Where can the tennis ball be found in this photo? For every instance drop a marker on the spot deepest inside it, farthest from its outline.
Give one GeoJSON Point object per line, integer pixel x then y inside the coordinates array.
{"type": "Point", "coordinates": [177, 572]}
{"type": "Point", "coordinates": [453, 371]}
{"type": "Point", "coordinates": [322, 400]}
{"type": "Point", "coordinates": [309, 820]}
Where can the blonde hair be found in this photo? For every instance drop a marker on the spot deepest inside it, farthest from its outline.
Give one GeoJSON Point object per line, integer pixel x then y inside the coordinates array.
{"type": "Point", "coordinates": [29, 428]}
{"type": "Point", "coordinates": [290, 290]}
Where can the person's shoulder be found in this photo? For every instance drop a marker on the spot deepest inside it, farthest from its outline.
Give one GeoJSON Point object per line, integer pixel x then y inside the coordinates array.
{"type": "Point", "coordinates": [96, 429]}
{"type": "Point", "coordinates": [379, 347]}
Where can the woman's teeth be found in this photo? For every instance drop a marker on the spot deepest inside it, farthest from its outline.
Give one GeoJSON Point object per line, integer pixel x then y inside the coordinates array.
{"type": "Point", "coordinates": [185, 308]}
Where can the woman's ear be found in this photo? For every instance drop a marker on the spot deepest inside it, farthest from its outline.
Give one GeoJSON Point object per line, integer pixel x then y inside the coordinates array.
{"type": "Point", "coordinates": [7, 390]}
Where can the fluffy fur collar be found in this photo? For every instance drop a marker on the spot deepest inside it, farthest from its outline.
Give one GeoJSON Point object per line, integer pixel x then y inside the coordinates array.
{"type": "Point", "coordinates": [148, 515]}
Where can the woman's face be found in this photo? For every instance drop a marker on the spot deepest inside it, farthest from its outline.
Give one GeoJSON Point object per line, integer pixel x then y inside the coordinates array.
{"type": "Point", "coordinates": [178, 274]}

-------------------------

WHAT YOU HAVE TO DO:
Render each line of the data above as a Markdown table with the columns Row and Data line. Number the rows in order and leave out any blank lines.

TASK ANSWER:
| Row | Data line |
|---|---|
| 1 | Where can the tennis ball be found in this photo? For every instance drop a marker on the spot deepest inside it, farthest from its outline. |
| 2 | Give one GeoJSON Point object per line, integer pixel x then y inside the coordinates array. |
| 3 | {"type": "Point", "coordinates": [177, 572]} |
| 4 | {"type": "Point", "coordinates": [453, 371]} |
| 5 | {"type": "Point", "coordinates": [322, 400]} |
| 6 | {"type": "Point", "coordinates": [309, 820]} |
| 7 | Where can the blonde hair be found in this photo? For every instance drop a marker on the spot deepest inside it, farthest from its outline. |
| 8 | Give one GeoJSON Point object per line, integer pixel x then y inside the coordinates array. |
| 9 | {"type": "Point", "coordinates": [29, 428]} |
| 10 | {"type": "Point", "coordinates": [290, 290]} |
| 11 | Where can the person's shoulder be found in this photo? For every instance drop a marker on the spot deepest inside it, farthest from its outline. |
| 12 | Give one GeoJSON Point object per line, integer pixel x then y inside the coordinates array. |
| 13 | {"type": "Point", "coordinates": [96, 429]} |
| 14 | {"type": "Point", "coordinates": [379, 347]} |
| 15 | Where can the woman's teeth be found in this photo? For every instance drop a marker on the spot deepest inside it, farthest from its outline. |
| 16 | Give one GeoJSON Point object per line, integer pixel x then y inside the coordinates array. |
| 17 | {"type": "Point", "coordinates": [185, 308]} |
| 18 | Where can the woman's ear be found in this photo? For every instance drop a marker on the spot deepest inside it, farthest from its outline. |
| 19 | Give one GeoJSON Point object per line, integer pixel x then y inside the coordinates array. |
| 20 | {"type": "Point", "coordinates": [7, 390]} |
| 21 | Where can the fluffy fur collar be found in this photo? For every instance drop a marker on the spot deepest inside it, farthest from its outline. |
| 22 | Give one GeoJSON Point object per line, integer pixel x then y inside the coordinates array. |
| 23 | {"type": "Point", "coordinates": [148, 515]} |
| 24 | Where can the woman's face be found in this photo? For every instance drop a marker on the spot deepest inside it, farthest from its outline. |
| 25 | Give one GeoJSON Point object per line, integer pixel x then y inside the coordinates array. |
| 26 | {"type": "Point", "coordinates": [178, 274]} |